Print the first line of the records below and every line after it, up to and including the line with "column 410, row 136". Print nothing else.

SOURCE MATERIAL:
+ + + +

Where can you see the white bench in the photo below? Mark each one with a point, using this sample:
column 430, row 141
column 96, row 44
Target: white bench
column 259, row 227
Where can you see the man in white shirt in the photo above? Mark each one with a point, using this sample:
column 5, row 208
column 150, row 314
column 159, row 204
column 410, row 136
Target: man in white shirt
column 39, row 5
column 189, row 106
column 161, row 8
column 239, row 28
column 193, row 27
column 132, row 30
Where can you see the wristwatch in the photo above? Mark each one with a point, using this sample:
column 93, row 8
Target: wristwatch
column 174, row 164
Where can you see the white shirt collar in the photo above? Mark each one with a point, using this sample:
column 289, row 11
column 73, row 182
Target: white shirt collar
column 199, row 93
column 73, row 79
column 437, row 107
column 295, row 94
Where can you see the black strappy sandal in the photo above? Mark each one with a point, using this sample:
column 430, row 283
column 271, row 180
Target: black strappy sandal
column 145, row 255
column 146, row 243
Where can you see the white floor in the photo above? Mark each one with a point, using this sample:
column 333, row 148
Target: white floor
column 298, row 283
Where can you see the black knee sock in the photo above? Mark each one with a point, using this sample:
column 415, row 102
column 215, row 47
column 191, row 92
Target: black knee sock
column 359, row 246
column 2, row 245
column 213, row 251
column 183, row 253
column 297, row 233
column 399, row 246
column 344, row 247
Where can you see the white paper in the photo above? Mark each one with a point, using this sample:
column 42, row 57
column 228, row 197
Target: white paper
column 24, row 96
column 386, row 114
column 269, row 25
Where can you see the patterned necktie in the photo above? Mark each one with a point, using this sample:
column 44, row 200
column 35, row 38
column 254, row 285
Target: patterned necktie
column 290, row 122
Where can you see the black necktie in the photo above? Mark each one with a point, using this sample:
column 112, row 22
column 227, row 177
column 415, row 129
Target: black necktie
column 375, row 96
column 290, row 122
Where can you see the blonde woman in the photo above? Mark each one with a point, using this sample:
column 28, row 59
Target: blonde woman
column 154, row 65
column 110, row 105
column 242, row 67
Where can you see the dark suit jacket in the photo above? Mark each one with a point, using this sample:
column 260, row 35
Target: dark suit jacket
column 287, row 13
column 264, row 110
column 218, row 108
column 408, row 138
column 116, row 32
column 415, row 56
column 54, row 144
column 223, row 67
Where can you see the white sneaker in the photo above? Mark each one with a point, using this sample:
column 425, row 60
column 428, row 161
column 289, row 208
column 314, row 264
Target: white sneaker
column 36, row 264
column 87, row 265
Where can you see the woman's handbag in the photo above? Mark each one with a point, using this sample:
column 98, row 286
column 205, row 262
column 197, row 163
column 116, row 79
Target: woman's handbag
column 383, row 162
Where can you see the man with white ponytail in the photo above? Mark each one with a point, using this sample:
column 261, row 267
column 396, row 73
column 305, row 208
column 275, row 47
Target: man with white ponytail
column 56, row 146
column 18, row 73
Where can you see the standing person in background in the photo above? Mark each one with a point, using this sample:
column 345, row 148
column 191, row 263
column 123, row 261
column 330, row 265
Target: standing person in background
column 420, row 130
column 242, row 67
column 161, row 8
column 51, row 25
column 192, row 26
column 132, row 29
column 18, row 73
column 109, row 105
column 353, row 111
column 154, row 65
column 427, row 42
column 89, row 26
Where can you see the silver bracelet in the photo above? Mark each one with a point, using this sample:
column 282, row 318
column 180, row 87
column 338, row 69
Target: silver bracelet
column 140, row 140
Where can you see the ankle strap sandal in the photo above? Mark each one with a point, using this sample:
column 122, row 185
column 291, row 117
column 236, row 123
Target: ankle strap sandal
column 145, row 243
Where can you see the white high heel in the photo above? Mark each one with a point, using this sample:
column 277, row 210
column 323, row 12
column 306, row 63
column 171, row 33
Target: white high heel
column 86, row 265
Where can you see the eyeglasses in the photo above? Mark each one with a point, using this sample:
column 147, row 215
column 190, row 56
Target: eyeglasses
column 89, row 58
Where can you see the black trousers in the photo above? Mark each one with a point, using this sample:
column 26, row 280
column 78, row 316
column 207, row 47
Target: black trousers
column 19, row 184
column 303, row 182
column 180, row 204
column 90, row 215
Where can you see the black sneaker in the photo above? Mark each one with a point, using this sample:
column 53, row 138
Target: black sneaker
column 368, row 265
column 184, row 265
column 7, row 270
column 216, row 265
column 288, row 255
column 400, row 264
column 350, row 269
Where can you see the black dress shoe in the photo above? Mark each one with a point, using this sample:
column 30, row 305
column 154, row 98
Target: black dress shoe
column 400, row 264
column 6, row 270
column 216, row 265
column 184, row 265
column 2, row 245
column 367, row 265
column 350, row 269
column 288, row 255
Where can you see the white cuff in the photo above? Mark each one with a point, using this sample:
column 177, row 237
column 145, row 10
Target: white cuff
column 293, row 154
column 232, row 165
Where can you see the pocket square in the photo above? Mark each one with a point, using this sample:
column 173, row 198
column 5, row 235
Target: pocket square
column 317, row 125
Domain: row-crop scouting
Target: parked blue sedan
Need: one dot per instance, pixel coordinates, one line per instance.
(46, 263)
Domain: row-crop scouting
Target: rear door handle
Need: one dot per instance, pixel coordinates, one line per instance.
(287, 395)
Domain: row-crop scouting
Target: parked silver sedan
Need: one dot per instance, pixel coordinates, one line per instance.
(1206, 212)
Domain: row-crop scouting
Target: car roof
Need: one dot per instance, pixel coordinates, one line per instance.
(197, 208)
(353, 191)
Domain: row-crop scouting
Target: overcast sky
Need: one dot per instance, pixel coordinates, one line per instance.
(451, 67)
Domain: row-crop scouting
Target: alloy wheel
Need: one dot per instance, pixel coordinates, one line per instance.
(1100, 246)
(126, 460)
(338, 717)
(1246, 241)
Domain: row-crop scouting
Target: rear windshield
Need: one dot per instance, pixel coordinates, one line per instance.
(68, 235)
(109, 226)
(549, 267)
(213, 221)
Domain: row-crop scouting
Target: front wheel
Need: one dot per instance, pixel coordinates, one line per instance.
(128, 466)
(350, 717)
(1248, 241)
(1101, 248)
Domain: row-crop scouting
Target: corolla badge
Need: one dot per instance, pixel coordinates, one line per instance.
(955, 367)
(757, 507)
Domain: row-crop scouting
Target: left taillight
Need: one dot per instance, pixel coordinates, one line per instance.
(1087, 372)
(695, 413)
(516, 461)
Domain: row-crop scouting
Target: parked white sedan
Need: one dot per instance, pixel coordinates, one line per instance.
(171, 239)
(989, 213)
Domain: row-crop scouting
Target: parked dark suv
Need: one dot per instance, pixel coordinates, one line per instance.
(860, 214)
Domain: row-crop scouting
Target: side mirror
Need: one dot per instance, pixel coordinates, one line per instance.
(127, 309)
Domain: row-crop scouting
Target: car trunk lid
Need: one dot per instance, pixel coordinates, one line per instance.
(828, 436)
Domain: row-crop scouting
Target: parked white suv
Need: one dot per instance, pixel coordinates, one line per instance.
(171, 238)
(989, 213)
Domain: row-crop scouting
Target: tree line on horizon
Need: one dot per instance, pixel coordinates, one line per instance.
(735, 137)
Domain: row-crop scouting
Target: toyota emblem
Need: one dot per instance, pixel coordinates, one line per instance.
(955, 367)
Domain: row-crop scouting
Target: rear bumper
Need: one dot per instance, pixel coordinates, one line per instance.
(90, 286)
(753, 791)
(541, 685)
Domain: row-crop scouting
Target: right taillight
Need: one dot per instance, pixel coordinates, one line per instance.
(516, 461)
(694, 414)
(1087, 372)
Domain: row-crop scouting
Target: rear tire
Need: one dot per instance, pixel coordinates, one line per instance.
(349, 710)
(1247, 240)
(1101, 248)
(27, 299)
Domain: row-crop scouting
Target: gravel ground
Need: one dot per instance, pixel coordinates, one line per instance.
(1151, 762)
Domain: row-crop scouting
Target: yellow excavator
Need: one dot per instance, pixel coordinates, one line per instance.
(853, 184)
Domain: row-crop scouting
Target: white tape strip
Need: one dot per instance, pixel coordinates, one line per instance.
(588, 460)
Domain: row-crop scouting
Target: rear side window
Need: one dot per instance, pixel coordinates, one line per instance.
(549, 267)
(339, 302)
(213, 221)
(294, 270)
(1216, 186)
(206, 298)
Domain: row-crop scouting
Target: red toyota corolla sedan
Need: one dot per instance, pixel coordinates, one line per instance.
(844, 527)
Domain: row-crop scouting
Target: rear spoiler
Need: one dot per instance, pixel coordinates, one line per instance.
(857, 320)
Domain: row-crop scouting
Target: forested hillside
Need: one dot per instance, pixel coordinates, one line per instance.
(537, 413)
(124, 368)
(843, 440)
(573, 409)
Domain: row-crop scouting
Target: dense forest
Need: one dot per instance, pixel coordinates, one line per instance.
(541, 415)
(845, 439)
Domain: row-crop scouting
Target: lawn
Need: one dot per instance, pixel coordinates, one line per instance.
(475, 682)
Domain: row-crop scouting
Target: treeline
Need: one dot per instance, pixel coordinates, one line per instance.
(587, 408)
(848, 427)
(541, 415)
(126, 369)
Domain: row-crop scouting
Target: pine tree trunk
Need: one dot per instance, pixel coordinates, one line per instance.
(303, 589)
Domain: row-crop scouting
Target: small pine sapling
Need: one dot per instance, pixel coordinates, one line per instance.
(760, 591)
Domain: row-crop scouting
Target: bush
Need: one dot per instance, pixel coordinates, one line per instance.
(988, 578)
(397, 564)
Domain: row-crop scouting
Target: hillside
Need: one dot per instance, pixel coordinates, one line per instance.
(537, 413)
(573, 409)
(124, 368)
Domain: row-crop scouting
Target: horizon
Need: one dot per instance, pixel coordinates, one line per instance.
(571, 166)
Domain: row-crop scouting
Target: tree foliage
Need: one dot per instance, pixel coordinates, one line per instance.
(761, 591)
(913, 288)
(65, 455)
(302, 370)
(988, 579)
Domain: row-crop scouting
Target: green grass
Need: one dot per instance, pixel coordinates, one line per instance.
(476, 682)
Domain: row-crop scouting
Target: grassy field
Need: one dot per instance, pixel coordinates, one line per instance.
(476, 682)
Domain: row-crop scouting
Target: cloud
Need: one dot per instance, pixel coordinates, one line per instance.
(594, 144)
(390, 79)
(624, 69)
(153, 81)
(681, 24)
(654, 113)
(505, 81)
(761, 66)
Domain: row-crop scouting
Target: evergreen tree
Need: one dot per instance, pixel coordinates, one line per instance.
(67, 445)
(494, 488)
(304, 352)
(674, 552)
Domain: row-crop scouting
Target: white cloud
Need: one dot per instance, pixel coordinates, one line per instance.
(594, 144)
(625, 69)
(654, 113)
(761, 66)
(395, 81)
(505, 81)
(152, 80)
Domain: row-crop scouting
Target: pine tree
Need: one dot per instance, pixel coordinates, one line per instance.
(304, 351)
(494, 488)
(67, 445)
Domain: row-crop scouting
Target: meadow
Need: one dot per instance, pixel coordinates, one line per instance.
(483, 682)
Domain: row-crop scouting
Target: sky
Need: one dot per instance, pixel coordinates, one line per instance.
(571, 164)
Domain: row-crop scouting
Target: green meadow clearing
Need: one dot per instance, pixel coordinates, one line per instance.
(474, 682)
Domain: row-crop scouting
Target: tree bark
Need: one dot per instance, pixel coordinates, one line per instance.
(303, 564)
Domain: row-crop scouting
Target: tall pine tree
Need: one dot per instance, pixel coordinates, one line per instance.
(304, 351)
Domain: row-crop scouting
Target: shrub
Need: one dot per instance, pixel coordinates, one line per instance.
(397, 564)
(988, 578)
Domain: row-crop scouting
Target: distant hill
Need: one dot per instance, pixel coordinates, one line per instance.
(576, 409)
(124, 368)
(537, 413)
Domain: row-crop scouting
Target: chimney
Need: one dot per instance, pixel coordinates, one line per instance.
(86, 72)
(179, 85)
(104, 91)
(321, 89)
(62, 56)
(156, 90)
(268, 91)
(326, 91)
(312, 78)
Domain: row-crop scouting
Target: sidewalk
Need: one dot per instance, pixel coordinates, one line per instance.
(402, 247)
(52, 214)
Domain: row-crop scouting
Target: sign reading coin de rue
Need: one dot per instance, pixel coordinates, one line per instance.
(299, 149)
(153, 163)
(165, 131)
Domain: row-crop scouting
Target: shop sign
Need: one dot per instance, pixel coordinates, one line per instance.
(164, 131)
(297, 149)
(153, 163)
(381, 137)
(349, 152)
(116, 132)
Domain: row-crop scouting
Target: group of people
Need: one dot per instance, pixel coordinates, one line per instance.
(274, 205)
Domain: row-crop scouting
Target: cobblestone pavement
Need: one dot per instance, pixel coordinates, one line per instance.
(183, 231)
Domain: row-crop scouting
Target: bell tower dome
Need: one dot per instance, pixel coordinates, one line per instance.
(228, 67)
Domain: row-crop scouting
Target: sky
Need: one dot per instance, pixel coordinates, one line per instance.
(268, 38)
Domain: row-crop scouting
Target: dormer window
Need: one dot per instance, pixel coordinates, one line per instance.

+ + + +

SOLUTION FOR THIS EXERCISE:
Where can you see the white bench in the photo below? Mark each one with a point, using this sample:
column 430, row 141
column 96, row 44
Target: white bench
column 259, row 227
Where can you see the man in white shirt in the photo above? Mark each one with a point, using this sample:
column 5, row 208
column 150, row 314
column 159, row 204
column 410, row 136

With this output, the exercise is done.